Extracted records
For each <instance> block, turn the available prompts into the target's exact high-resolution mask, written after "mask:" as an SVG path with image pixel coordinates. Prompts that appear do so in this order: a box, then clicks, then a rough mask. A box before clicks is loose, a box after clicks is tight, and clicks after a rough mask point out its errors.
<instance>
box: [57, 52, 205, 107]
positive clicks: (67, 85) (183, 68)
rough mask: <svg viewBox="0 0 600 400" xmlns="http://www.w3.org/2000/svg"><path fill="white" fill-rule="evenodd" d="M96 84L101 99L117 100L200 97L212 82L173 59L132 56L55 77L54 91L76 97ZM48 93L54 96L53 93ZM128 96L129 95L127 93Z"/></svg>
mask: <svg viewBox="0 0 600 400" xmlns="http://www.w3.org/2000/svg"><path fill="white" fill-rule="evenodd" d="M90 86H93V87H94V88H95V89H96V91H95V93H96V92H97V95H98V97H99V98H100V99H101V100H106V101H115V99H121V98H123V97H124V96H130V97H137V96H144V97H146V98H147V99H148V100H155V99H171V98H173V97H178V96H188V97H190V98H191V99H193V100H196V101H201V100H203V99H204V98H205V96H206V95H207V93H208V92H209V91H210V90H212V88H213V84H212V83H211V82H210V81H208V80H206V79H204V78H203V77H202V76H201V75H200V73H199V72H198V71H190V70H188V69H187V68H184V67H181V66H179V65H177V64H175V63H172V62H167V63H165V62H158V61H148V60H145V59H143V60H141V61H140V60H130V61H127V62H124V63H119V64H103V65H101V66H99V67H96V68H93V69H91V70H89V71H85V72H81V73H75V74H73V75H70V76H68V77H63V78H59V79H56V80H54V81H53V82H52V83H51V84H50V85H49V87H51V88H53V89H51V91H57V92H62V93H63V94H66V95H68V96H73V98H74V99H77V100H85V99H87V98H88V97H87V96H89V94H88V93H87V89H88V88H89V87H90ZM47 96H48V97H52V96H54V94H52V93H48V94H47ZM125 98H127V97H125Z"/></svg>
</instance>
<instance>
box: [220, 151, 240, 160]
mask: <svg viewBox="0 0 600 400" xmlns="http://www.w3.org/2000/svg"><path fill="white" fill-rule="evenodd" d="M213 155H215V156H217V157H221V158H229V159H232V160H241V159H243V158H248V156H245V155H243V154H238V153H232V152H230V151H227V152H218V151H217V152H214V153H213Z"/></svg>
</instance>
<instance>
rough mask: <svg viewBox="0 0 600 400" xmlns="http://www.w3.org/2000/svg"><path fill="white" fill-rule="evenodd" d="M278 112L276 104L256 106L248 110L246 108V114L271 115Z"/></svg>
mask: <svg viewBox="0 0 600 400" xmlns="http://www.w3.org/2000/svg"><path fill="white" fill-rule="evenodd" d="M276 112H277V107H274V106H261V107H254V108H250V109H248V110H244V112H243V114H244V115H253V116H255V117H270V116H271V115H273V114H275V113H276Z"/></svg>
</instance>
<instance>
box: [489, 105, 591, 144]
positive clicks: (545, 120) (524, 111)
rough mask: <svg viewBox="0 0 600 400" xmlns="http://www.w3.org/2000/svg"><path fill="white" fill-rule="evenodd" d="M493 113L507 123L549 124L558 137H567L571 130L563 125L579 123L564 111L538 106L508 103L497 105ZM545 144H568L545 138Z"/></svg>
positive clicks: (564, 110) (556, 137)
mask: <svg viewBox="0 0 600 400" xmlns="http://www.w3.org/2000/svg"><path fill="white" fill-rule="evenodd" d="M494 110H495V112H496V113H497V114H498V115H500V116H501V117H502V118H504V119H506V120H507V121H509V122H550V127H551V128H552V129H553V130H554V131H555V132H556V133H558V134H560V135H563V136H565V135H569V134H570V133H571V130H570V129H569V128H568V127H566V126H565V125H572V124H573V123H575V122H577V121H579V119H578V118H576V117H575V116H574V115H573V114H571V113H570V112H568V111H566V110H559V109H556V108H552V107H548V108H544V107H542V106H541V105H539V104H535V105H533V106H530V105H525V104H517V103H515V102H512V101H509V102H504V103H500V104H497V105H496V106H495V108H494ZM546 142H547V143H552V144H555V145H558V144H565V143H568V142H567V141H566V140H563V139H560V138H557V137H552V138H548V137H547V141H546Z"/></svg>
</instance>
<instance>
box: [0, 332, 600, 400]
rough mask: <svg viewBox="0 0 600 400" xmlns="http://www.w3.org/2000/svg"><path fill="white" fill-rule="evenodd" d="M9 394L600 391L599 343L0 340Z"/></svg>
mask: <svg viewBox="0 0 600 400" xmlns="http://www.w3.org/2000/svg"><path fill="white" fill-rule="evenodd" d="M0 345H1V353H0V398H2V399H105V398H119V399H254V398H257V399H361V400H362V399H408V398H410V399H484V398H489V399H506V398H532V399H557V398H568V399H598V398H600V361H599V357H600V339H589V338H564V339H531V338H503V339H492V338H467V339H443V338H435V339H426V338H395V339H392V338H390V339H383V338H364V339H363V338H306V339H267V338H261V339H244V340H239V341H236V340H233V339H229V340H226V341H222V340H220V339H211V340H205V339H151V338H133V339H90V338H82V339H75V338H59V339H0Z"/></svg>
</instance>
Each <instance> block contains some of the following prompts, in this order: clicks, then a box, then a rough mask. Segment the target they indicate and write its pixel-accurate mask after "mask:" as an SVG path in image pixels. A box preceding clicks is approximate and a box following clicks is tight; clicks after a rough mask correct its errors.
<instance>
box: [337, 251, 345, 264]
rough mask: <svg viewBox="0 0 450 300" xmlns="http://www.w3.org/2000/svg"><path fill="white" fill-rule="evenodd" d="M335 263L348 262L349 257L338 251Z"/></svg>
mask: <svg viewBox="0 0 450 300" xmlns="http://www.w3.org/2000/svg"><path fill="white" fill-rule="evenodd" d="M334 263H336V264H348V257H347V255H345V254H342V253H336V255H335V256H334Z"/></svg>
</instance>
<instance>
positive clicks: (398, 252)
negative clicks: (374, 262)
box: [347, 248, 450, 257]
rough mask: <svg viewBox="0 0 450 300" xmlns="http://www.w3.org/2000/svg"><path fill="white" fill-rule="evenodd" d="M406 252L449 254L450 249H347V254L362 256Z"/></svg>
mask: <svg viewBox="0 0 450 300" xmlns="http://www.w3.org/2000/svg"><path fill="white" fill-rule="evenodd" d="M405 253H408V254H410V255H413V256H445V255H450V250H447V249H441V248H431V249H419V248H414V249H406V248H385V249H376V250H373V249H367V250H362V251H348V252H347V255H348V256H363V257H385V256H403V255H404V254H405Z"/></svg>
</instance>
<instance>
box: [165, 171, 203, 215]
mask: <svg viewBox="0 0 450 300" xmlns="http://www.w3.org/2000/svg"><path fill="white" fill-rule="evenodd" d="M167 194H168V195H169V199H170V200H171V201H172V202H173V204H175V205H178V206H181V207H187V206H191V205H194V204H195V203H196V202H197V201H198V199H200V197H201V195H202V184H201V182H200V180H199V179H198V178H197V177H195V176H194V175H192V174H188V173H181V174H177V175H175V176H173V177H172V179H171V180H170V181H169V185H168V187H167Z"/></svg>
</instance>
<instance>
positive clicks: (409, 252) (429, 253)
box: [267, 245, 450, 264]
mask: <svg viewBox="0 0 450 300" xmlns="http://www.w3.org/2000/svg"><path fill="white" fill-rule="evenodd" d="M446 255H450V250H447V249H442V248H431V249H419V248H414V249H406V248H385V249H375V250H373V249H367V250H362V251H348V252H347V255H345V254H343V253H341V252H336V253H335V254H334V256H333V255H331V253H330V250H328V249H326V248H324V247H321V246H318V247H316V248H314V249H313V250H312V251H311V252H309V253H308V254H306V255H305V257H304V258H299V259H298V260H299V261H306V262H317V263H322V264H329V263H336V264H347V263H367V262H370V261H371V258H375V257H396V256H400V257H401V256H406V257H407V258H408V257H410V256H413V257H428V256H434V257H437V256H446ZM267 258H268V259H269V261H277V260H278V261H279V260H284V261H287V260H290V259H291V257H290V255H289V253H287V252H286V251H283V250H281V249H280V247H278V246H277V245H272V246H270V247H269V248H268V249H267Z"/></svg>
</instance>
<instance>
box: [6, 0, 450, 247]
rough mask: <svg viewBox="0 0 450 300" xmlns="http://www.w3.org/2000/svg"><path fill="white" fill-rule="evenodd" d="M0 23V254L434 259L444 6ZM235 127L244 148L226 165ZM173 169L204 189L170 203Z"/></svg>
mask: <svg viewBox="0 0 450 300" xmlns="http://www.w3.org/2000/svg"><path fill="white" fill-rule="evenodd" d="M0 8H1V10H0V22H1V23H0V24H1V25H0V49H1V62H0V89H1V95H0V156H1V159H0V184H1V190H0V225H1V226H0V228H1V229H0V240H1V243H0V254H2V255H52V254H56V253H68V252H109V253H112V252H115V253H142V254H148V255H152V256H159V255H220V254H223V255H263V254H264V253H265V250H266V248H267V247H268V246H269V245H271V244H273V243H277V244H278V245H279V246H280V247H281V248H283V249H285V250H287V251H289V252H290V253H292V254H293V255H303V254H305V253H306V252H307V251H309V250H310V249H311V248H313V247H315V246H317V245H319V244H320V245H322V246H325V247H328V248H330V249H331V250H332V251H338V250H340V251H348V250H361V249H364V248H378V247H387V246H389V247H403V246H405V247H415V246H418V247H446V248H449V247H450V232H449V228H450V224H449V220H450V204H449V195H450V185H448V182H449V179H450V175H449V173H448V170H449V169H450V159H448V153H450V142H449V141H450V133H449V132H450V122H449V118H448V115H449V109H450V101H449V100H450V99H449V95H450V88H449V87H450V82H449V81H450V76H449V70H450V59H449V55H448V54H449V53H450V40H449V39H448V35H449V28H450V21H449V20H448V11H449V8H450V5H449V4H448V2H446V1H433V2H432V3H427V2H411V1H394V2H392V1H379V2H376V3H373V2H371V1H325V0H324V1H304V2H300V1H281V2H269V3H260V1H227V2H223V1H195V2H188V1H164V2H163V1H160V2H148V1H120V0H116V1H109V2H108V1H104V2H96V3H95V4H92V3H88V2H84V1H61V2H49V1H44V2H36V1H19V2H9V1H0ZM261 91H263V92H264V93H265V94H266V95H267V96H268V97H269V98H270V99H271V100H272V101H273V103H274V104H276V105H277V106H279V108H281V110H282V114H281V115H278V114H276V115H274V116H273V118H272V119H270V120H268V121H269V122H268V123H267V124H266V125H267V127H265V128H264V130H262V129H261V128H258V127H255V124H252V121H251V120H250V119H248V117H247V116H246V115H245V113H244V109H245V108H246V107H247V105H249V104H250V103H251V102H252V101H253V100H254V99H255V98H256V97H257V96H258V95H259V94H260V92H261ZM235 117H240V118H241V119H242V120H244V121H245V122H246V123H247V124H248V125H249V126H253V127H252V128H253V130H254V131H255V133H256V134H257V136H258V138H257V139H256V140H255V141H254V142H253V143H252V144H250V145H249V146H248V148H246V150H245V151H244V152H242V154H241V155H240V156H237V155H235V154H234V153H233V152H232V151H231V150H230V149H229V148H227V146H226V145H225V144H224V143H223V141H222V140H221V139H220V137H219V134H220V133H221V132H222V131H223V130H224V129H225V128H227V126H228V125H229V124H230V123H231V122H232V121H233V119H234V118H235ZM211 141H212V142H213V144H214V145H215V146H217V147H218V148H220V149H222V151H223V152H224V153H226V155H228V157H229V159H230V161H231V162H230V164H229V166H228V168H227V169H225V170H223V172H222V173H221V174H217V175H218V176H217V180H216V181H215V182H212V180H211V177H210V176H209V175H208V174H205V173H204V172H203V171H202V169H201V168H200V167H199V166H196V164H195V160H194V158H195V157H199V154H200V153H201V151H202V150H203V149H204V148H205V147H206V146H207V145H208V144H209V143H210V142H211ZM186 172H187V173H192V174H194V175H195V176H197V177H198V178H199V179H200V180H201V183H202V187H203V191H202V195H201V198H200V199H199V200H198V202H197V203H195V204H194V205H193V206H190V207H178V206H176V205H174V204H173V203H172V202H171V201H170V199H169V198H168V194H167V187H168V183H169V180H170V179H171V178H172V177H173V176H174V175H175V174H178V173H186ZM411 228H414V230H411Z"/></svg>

==

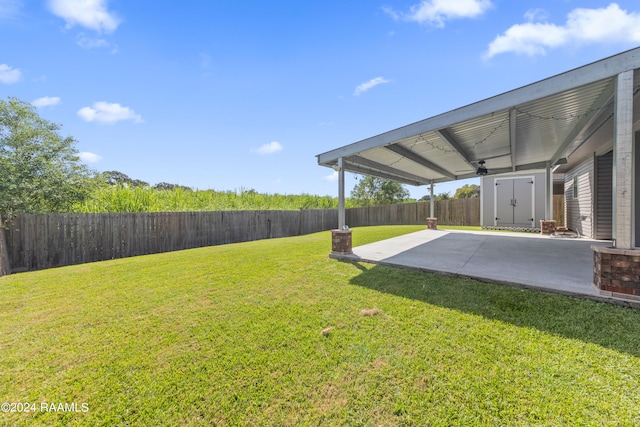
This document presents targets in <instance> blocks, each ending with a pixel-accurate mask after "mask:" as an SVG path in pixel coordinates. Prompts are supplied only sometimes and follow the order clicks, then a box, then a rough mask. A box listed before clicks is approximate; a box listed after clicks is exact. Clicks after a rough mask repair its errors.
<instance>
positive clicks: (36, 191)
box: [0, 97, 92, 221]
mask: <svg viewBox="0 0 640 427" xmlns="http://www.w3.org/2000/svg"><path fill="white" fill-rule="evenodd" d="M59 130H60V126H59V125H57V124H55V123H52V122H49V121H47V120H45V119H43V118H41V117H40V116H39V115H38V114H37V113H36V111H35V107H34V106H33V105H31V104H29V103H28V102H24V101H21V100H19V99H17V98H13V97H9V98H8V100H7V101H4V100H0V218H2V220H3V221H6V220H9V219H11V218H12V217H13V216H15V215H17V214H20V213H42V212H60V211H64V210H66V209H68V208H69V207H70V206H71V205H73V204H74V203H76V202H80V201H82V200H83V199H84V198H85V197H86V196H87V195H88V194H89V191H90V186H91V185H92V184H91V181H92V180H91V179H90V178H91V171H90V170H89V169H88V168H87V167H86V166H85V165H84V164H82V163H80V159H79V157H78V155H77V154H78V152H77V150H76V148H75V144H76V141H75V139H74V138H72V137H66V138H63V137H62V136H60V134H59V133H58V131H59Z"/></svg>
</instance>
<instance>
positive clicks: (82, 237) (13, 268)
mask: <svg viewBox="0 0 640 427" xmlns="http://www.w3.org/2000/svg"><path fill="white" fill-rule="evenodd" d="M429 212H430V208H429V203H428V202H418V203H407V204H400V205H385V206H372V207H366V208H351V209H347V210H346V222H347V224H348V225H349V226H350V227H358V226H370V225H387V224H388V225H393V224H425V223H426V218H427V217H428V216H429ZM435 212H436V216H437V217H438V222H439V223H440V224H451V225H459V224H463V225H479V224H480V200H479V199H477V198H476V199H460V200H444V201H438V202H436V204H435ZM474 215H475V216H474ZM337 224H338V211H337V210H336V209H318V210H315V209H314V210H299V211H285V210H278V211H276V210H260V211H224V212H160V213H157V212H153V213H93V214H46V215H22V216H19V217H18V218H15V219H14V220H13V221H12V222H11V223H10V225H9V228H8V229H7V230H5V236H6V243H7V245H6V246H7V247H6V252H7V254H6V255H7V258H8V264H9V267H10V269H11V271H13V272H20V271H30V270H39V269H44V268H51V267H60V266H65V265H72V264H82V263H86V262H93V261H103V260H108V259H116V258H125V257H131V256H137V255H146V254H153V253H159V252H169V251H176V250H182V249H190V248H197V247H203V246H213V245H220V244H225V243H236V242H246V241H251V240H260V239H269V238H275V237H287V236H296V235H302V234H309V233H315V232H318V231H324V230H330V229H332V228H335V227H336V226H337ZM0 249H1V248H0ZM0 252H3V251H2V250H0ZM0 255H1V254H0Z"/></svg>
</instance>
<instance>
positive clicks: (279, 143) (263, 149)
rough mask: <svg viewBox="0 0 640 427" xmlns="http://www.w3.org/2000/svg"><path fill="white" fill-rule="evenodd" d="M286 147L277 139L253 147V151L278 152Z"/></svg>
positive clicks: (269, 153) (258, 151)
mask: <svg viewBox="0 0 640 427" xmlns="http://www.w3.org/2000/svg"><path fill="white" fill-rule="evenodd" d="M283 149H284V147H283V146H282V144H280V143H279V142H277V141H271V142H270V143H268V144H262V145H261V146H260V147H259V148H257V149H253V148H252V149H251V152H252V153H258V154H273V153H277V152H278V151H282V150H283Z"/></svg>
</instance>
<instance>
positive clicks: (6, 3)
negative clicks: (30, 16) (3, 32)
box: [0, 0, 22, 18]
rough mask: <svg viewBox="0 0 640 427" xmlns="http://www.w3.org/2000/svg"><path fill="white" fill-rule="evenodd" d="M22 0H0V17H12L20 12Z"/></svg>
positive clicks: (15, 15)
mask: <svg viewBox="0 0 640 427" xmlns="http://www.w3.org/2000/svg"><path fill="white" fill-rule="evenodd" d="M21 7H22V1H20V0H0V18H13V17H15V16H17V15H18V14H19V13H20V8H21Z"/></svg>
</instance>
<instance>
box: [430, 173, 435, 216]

_What you need to do_
Scan the records for the word "negative" and copy every line where it is found.

_Response box_
negative clicks: (374, 262)
negative clicks: (30, 16) (3, 32)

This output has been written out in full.